**TRECHO DO DOCUMENTO**
Uso do gás natural em veículos – desde 1990.
Novo Mercado de Gás – criado em 2019 para incentivo ao uso do gás natural, inclusive no setor de transportes.
Adição de biodiesel no diesel – desde 2005, o teor de biodiesel vem aumentando.
Política Nacional de Bicombustíveis (Renovabio) – desde 2017, o Brasil trabalha para incrementar a pegada de biocombustíveis nos transportes e incentivar sua produção.
Etiquetagem veicular/Programa de Incentivo à Inovação Tecnológica e Adensamento da Cadeia Produtiva de Veículos Automotores (Inovar-Auto)/Rota 2030/Mover – desde 2008 promovendo a eficiência veicular (redução do consumo e CO2).
Combustível do Futuro – reúne diversos programas que tratam do uso automotivo de etanol, biodiesel, gás natural, biometano, diesel verde (HVO), SAF (combustível sustentável de aviação) e hidrogênio verde.
Mas não é porque o Brasil excede há tempos nas iniciativas de descarbonização que o país deve ignorar vulnerabilidades, que podem e devem ser atacadas por políticas públicas certeiras. É o caso da dependência acentuada do transporte rodoviário (de passageiros e carga) ao óleo diesel fóssil; o alto consumo do diesel no Brasil corresponde a maiores emissões de CO2 entre todos os tipos de combustível usados nos transportes.
O gráfico a seguir ilustra claramente essa disparidade. Este é, não por acaso, o motivo central da recente publicação da Associação Nacional de Transportes Públicos (ANTP), intitulada “Rotas tecnológicas de descarbonização do transporte coletivo no Brasil”, cujo conteúdo e elaboração tive a satisfação de coordenar, sob a supervisão do Eng. Luiz Carlos Mantovani Néspoli (o Branco).

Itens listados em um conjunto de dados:
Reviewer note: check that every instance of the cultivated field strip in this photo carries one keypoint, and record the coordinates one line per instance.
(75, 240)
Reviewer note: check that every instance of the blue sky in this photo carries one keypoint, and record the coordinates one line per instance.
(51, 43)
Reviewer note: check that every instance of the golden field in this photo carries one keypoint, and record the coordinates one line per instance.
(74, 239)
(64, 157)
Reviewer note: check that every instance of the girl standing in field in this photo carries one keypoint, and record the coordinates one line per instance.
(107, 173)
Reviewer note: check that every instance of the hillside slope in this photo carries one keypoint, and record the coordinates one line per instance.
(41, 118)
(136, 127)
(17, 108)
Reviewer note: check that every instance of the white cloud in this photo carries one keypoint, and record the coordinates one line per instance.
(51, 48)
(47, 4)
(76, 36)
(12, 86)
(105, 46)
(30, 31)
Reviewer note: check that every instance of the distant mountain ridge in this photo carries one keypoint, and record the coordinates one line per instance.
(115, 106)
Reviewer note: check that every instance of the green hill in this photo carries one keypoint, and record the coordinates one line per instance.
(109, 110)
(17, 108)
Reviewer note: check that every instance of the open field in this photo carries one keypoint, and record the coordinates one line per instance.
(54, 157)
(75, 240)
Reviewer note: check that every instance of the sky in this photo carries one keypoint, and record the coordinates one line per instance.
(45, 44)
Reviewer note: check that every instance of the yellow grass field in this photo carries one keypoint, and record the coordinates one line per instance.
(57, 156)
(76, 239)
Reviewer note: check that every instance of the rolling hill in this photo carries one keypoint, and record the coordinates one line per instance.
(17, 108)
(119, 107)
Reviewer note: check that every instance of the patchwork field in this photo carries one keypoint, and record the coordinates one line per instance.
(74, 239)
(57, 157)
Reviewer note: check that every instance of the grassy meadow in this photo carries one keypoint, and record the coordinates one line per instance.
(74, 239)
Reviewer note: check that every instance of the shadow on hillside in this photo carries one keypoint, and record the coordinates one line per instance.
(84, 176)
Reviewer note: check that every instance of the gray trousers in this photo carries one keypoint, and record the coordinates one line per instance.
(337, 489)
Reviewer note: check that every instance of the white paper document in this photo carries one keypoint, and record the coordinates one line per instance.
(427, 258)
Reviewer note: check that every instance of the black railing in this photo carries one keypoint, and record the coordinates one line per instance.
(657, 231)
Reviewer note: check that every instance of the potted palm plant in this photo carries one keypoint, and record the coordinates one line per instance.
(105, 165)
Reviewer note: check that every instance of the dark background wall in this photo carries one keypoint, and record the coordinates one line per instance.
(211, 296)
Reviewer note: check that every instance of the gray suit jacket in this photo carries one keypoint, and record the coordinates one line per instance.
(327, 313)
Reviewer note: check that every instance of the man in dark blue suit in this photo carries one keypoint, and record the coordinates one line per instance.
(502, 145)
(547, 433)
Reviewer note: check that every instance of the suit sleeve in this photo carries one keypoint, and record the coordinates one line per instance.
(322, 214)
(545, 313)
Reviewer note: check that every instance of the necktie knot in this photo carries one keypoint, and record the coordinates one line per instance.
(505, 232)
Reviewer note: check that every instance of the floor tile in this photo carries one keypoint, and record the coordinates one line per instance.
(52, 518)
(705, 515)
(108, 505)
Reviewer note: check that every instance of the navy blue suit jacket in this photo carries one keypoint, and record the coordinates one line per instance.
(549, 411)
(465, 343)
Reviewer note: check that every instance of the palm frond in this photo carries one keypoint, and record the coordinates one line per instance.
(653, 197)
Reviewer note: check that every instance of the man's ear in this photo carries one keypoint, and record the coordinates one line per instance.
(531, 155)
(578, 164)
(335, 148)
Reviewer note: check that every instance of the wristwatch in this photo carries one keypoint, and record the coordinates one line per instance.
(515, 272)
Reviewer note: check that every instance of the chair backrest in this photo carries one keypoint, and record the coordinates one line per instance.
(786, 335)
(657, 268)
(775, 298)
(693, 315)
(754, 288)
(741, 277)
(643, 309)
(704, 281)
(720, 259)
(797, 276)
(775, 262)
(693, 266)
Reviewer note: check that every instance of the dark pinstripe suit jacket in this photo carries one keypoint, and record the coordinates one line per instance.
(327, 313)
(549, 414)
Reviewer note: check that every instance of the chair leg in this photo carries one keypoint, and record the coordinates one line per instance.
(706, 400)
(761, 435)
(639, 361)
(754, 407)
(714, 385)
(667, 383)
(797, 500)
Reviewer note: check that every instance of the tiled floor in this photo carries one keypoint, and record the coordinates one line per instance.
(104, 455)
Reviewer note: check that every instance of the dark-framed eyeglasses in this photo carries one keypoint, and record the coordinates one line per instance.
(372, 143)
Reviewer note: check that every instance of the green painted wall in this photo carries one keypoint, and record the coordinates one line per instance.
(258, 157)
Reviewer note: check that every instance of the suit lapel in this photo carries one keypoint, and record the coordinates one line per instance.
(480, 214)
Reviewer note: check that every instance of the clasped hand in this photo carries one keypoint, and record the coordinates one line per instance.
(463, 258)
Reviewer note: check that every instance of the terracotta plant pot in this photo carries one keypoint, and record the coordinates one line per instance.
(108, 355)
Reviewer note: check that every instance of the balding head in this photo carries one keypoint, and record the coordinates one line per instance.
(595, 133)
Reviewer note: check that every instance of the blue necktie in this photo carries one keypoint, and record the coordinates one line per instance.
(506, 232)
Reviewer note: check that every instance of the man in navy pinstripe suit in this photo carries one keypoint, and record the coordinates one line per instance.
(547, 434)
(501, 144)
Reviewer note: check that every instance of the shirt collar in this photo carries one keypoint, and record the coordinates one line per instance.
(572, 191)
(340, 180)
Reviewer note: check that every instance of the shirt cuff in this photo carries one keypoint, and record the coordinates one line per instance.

**OBJETIVO A**
Indique se cada afirmação abaixo está de acordo com o texto sobre políticas de descarbonização dos transportes no Brasil, respondendo sim ou não e citando literalmente as palavras do texto que decidem a resposta: (i) o Novo Mercado de Gás foi criado em 2019; (ii) a adição de biodiesel no diesel começou em 2017; (iii) o diesel corresponde às menores emissões de CO2 entre os combustíveis usados nos transportes.
**OBJETIVO B**
Prossiga com o texto sobre políticas de descarbonização dos transportes no Brasil a partir da última frase apresentada.

**RESPOSTA ESPERADA A**
(i) Sim: "criado em 2019 para incentivo ao uso do gás natural"
(ii) Não: "desde 2005, o teor de biodiesel vem aumentando"
(iii) Não: "o alto consumo do diesel no Brasil corresponde a maiores emissões de CO2 entre todos os tipos de combustível usados nos transportes"

**RESPOSTA ESPERADA B**
SOU + ÔNIBUS – O Brasil se destaca perante outros países pela variedade de fontes energéticas capazes de mitigar os efeitos da poluição oriunda dos sistemas de transporte. O que falta para podermos ser reconhecidos nesse aspecto e como vamos lidar com essa multiplicidade de opções limpas?
Olimpio Alvares – O Brasil é, há décadas, reconhecido mundialmente como a “Meca dos Biocombustíveis”. Não há, em todo o mundo, outro país que faça jus a esse título. Abundância de água, sol e terra fértil disponível para cultivo de insumos para produção de biocombustíveis – sem interferir na produção de alimentos –, padrões macroclimáticos riquíssimos e diversificados (terroir) proporcionados pelas características continentais do país, força vigorosa de trabalho no setor agrícola, pesquisa avançada e tecnologia recordista em produtividade de diversas espécies, indústria especializada em motores veiculares dedicados, entre outros aspectos culturais, são fatores que sempre estiveram e por muito tempo ainda estarão presentes na sociedade brasileira.
SOU + ÔNIBUS – A participação governamental é fundamental para alcançarmos sucesso no processo de descarbonização dos transportes. Em sua visão, como os governos das diversas esferas públicas devem e deverão atuar?
Olimpio Alvares – É mais fácil iniciarmos essa análise e as recomendações cautelares pelos ônibus urbanos. O caso dos demais nichos veiculares é mais complexo, e o volume de recursos necessários e instituições envolvidas pode ser muito maior do que no caso dos ônibus urbanos. Uma vez sistematizadas as políticas gerais para a descarbonização dos ônibus, pode-se passar para os próximos desafios. As políticas de descarbonização não podem prescindir de uma série de diretrizes mínimas essenciais. A participação de governos, em especial do governo federal, no permanente fomento e suporte material à aquisição de ônibus alternativos novos, de insumos energéticos renováveis e infraestrutura adequada de abastecimento, é essencial para que haja pleno sucesso na substituição por alternativas sustentáveis.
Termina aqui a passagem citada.